--- TO DO ---
Copy out all of the items below, replacing "that would be wonderful" with "that would be appreciated" wherever it occurs and leaving everything else as it is. Leave out the pictures.
-- Start DATA ENTRIES --
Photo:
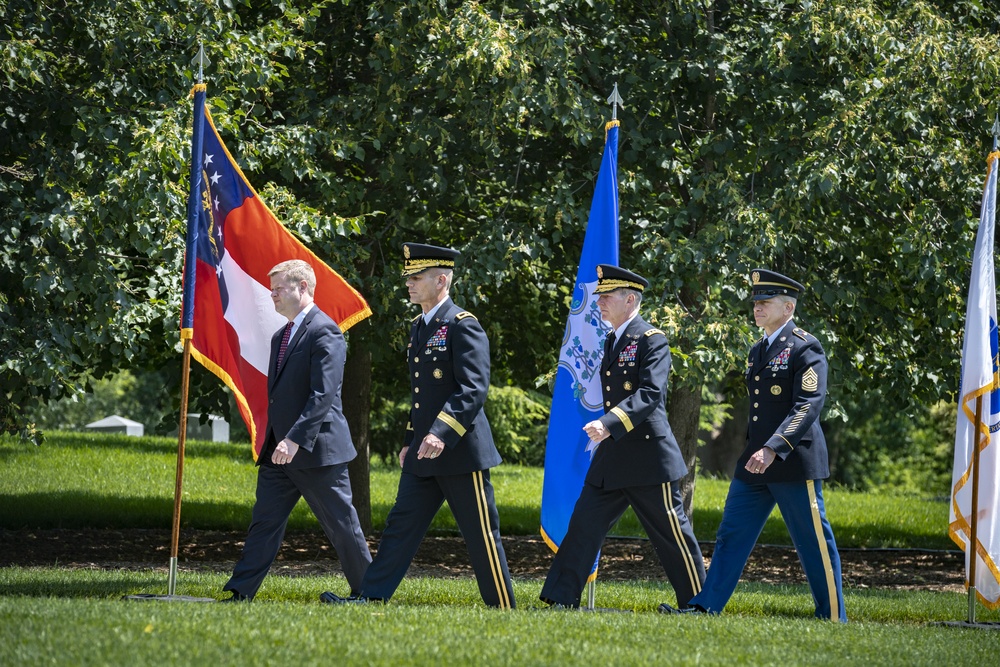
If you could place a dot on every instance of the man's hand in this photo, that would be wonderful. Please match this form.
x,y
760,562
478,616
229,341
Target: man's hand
x,y
430,447
595,431
284,452
761,460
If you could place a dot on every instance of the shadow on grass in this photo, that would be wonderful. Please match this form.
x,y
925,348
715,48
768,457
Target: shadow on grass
x,y
80,509
27,582
235,451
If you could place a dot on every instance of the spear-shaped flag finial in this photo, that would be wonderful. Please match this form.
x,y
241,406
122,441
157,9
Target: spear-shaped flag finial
x,y
201,60
615,100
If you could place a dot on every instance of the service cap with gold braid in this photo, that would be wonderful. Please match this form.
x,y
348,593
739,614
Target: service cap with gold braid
x,y
610,278
767,284
420,257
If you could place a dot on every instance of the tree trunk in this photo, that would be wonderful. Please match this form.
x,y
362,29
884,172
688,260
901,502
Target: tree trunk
x,y
720,453
357,409
685,409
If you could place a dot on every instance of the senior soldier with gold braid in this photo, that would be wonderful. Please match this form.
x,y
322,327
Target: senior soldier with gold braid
x,y
637,461
785,459
448,447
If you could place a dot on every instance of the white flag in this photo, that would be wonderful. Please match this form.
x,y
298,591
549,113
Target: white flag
x,y
980,379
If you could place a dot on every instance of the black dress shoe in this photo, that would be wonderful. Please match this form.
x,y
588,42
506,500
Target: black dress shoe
x,y
667,609
332,598
237,597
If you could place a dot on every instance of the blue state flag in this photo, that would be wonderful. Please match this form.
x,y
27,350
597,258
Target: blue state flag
x,y
577,398
974,516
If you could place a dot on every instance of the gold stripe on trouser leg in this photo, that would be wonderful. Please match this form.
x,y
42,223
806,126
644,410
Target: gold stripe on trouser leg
x,y
824,551
491,546
675,527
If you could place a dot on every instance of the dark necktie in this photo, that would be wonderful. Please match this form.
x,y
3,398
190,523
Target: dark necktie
x,y
761,352
284,345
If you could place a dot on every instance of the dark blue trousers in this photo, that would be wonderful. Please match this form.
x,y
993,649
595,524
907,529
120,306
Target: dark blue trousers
x,y
660,509
470,498
746,511
327,490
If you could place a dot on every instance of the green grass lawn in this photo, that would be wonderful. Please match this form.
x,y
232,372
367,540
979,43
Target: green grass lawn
x,y
85,480
76,617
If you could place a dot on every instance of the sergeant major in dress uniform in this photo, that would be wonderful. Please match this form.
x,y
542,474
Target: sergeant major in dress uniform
x,y
637,461
785,459
448,447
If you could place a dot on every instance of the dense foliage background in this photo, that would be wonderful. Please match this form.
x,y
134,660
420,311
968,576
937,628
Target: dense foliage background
x,y
840,141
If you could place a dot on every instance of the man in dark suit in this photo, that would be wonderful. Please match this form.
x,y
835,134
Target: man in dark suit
x,y
307,445
448,447
637,461
785,459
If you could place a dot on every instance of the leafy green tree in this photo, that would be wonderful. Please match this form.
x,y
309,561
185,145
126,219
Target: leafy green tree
x,y
841,142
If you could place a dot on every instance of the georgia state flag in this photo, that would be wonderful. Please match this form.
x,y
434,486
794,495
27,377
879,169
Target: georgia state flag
x,y
236,241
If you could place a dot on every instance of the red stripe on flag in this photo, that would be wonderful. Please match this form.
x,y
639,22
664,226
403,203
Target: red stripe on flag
x,y
257,242
216,346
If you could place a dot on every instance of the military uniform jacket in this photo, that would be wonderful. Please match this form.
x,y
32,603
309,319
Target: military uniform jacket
x,y
449,362
642,449
304,395
787,389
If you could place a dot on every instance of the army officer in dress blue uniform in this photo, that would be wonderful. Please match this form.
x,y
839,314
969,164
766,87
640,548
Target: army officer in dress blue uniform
x,y
785,457
637,461
448,447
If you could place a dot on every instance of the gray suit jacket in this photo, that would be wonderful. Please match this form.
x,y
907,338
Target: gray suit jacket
x,y
304,402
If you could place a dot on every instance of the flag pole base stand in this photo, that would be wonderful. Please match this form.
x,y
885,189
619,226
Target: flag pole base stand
x,y
171,588
150,597
989,625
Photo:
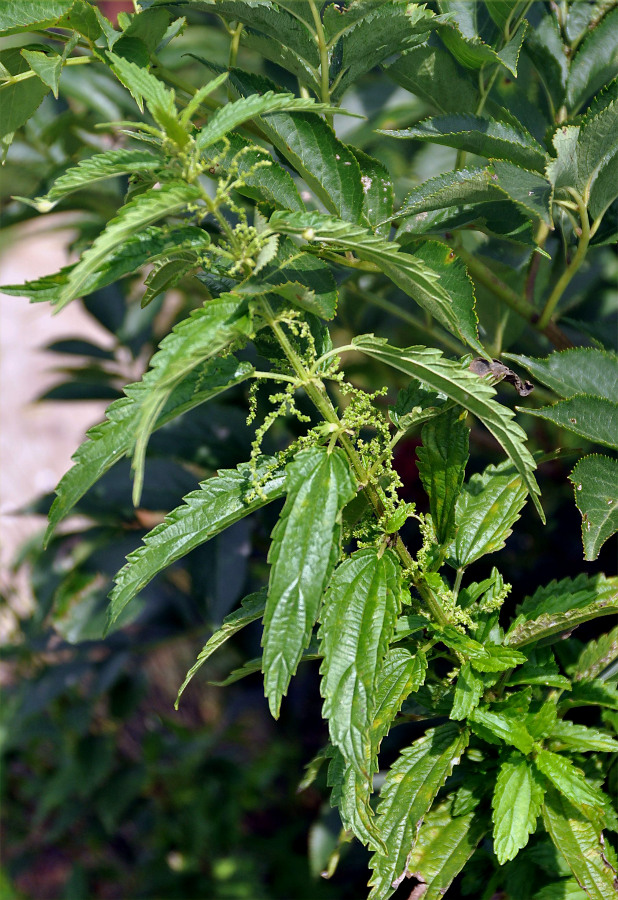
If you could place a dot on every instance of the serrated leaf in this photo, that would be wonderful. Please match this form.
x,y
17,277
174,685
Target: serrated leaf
x,y
407,795
147,208
561,606
594,418
594,64
444,845
490,725
318,486
377,192
595,480
581,844
486,509
581,370
580,738
410,273
441,466
252,608
463,387
596,656
482,136
18,100
234,113
269,183
113,439
468,692
309,144
516,804
48,68
218,503
572,783
99,167
358,618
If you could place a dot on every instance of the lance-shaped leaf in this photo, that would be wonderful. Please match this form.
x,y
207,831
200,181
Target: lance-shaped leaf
x,y
309,144
582,370
572,783
358,620
125,259
115,438
468,692
581,738
594,418
516,803
466,389
495,727
444,845
97,168
486,510
595,481
218,503
441,466
302,555
561,606
482,136
205,334
147,208
407,795
269,183
252,608
410,273
233,114
581,844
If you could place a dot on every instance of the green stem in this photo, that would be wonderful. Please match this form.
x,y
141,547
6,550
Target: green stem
x,y
74,61
568,274
317,394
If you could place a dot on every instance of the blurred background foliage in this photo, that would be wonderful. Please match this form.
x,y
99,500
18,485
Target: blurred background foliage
x,y
107,792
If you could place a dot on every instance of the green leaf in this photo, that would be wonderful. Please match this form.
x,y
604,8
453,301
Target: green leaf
x,y
581,738
410,273
407,795
594,418
377,192
429,73
113,439
48,68
31,14
468,692
358,618
486,509
252,608
304,541
200,337
97,168
466,389
597,656
18,100
594,64
218,503
309,144
489,725
581,370
572,783
563,605
444,845
234,113
482,136
595,478
145,209
441,467
517,801
269,183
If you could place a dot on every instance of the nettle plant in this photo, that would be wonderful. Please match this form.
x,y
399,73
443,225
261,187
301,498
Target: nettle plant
x,y
280,221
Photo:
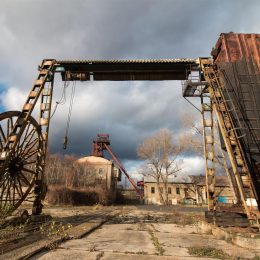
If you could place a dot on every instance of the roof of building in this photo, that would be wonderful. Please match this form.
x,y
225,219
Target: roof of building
x,y
221,181
94,160
171,179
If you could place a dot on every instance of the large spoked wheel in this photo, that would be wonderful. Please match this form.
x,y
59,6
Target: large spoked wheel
x,y
18,172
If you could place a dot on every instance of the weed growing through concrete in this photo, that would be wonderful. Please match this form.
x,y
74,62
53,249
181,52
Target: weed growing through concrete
x,y
141,253
6,211
55,229
158,247
12,232
208,252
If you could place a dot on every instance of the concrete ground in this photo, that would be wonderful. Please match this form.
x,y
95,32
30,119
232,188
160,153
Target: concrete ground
x,y
133,237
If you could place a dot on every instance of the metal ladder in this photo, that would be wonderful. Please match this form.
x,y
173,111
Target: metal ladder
x,y
230,134
46,75
208,139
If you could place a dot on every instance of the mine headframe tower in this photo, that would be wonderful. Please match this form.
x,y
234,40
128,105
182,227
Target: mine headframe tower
x,y
228,86
102,143
24,140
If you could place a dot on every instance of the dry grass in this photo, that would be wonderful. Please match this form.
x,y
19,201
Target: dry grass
x,y
208,252
60,195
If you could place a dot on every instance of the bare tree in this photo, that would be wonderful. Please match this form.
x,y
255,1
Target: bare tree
x,y
161,155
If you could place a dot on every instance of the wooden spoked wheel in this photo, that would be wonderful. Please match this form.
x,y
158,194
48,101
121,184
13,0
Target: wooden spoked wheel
x,y
18,171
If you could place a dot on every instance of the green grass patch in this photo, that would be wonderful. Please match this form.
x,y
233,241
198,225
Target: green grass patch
-- End DATA ENTRIES --
--- TASK RESPONSE ---
Photo:
If you could place a dot on every instance of the man's hand in this photo, that would be appreciated. Please match this form.
x,y
760,562
478,616
229,341
Target: man's hand
x,y
430,447
595,431
284,452
761,460
If you could place a dot on every instance of the shadow on grass in this photo, that would be appreciated. Please match this form.
x,y
925,348
715,48
768,457
Target: shadow on grass
x,y
80,509
27,582
235,451
If you could place a dot on every instance of the spear-shaped flag finial in this photo, that would be appreciated. Please match this form.
x,y
241,406
122,441
157,9
Target: spear-shaped flag finial
x,y
201,60
615,100
If you could place a dot on every instance of the service cap with gold braid in this photo, that would be appreciated. Please match this form.
x,y
348,593
739,614
Target: service cap with gold braid
x,y
610,278
767,284
420,257
If you could place a dot on every instance of the tree trunk in this photo, that would be appreciated. Please match this form.
x,y
362,29
884,172
688,260
901,502
Target: tree trunk
x,y
720,453
357,409
685,409
If you could place a dot on every instance of the senior soldier with gold braid in this photo, that would be appreciated. Please match this form.
x,y
322,327
Target: senior soldier with gold braid
x,y
637,461
785,459
448,447
If you could place a dot on every instance of the white flag in this photo, that would be appreciated. Please match this form.
x,y
298,591
549,113
Target: white flag
x,y
980,379
If you could place a dot on every instance of the black dress shoe in this photo, that would be appreciated. Please match this form.
x,y
588,42
506,500
Target: black dress shoe
x,y
667,609
332,598
237,597
If you could place a dot on every instance of the blue state flag in this photo, that would be appreciated. Please match this form.
x,y
27,350
597,258
Target: blue state flag
x,y
577,398
974,516
If you could place a dot on every instance of the gold stripe on trouser leg in this photo, that would be appreciated. Please match this form.
x,y
42,223
806,126
644,410
Target: gold stripe on trouser leg
x,y
824,551
491,546
675,527
If you could place a dot on every instance of the dark necktie in this photo, that would be appreciated. Please match this form.
x,y
3,398
190,523
Target: dark necktie
x,y
761,352
284,345
If you could place a dot on every instance of the dark blue trousers in this photo, that would be appreciated. Please match this form.
x,y
993,649
595,524
907,529
120,306
Target: dark blue trousers
x,y
660,509
470,498
746,511
327,490
If you could place a dot on every instance of the green grass lawn in this photo, that would be appreciated. Please match this form.
x,y
232,372
367,540
979,43
Target: green grass lawn
x,y
85,480
76,617
If you could place a dot on every instance of the sergeant major in dress uniform in this photo, that would be appreciated. Please match this form.
x,y
542,474
Target: sergeant major in dress uniform
x,y
637,461
785,459
448,447
If you could place a dot on every instance of the dense foliage background in this photo, that would be appreciated. Please match this form.
x,y
134,660
420,311
968,576
937,628
Target: dense foliage background
x,y
840,141
If you could place a dot on every instance of the man in dark suit in this photo, that would be appreciated. Please match this form.
x,y
835,134
Target: man in dark suit
x,y
307,445
448,447
637,461
785,459
If you could place a dot on every instance of the leafy green tree in this photo, that would be appreciated. Please match this form.
x,y
309,561
185,145
126,219
Target: leafy green tree
x,y
841,142
If you could place a dot on every instance of the georgia state flag in this photo, that would be appreciated. Please match this form.
x,y
434,486
794,495
27,377
879,169
Target: georgia state flag
x,y
236,241
If you could place a dot on every instance of the red stripe on flag in this photo, that would be appreciated. Please match this form.
x,y
639,22
664,226
403,203
Target: red stripe on flag
x,y
257,242
216,346
If you could place a dot on every instance of the military uniform jacket in this photo, that would be appreciated. Please match this form.
x,y
32,603
309,319
Target: military uniform jacket
x,y
449,362
642,449
304,395
787,389
If you could place a dot on every instance of the army officer in dress blue uniform in this photo, that would be appreciated. Please match this form.
x,y
839,314
969,164
766,87
640,548
Target: army officer in dress blue uniform
x,y
785,457
637,461
448,447
If you could place a dot on every instance of the gray suit jacket in this photo, that would be appreciated. Please match this form.
x,y
907,338
Target: gray suit jacket
x,y
304,402
If you could place a dot on every instance of the flag pole base stand in this photo, that would be appreciated. Please match this form.
x,y
885,189
619,226
Target: flag pole base stand
x,y
171,588
150,597
989,625
Photo:
If you could place a dot on every instance of the serrated leaf in this photo, that would be appreciated. Please match this form.
x,y
17,277
174,685
Target: serrated leaf
x,y
407,795
147,208
561,606
594,418
594,64
444,845
490,725
318,486
377,192
595,480
581,844
486,509
581,370
580,738
410,273
441,466
252,608
463,387
596,656
482,136
18,100
234,113
269,183
113,439
468,692
309,144
516,804
48,68
218,503
572,783
99,167
358,618
If you could place a dot on every instance of the lance-shaped leaf in this photo, that would be appreciated. Please match this form.
x,y
207,831
200,181
Target: lance-shaped leaf
x,y
309,144
582,370
572,783
358,620
125,259
115,438
468,692
581,738
594,418
516,803
466,389
495,727
444,845
97,168
486,510
595,481
218,503
441,466
302,555
561,606
482,136
205,334
147,208
407,795
269,183
252,608
410,273
233,114
581,844
If you could place a dot on every instance of the green stem in this photo, that would be appreciated. Please match this form.
x,y
141,547
6,550
Target: green stem
x,y
74,61
568,274
317,394
If you could place a dot on every instance of the blurred background foliage in this photo, that would be appreciated. Please match this form.
x,y
99,500
18,485
Target: blurred background foliage
x,y
107,792
If you could place a dot on every instance of the green leaf in this photo, that would be appreciated. Please match this form.
x,y
604,8
453,301
Target: green leaf
x,y
581,738
410,273
407,795
594,418
377,192
429,73
113,439
48,68
31,14
468,692
358,618
486,509
252,608
304,541
200,337
97,168
466,389
597,656
18,100
594,64
218,503
309,144
489,725
581,370
572,783
563,605
444,845
234,113
482,136
595,478
145,209
441,467
517,801
269,183
If you could place a dot on every instance of the nettle plant in this photo, that would be appreciated. Please match this form.
x,y
399,73
443,225
261,187
301,498
Target: nettle plant
x,y
280,221
Photo:
If you could place a dot on every instance of the roof of building in this photo, that would be appreciated. Please match this form.
x,y
225,219
Target: roof of building
x,y
221,181
94,160
171,179
If you could place a dot on every instance of the large spoked wheel in this photo, that would be appreciated. Please match this form.
x,y
59,6
Target: large spoked wheel
x,y
18,172
If you could place a dot on every instance of the weed growing through concrete in this photo, that would be appreciated. Please match this form.
x,y
74,62
53,249
181,52
Target: weed growing through concrete
x,y
141,253
6,211
55,229
158,247
12,232
208,252
If you could place a dot on every instance of the concrete ground in this photo, that would be appreciated. Please match this form.
x,y
95,32
30,119
232,188
160,153
Target: concrete ground
x,y
133,237
If you could place a dot on every instance of the metal ladder in this photo, that would be appreciated. Please match this form.
x,y
173,111
Target: metal ladder
x,y
230,134
46,75
208,139
If you could place a dot on every instance of the mine headframe tower in this photo, that would be appreciated. Please match this form.
x,y
234,40
128,105
182,227
Target: mine headframe tower
x,y
228,86
102,143
24,140
If you could place a dot on every instance of the dry grass in this photo, that would be appreciated. Please match this form.
x,y
19,201
Target: dry grass
x,y
208,252
60,195
If you could place a dot on every instance of the bare tree in this photo, that would be appreciated. Please match this form.
x,y
255,1
Target: bare tree
x,y
161,155
If you could place a dot on every instance of the wooden spoked wheel in this photo, that would be appreciated. Please match this form.
x,y
158,194
48,101
121,184
13,0
Target: wooden spoked wheel
x,y
18,171
If you could place a dot on every instance of the green grass patch in this photo, that would be appreciated. Please match this form.
x,y
233,241
198,225
Target: green grass patch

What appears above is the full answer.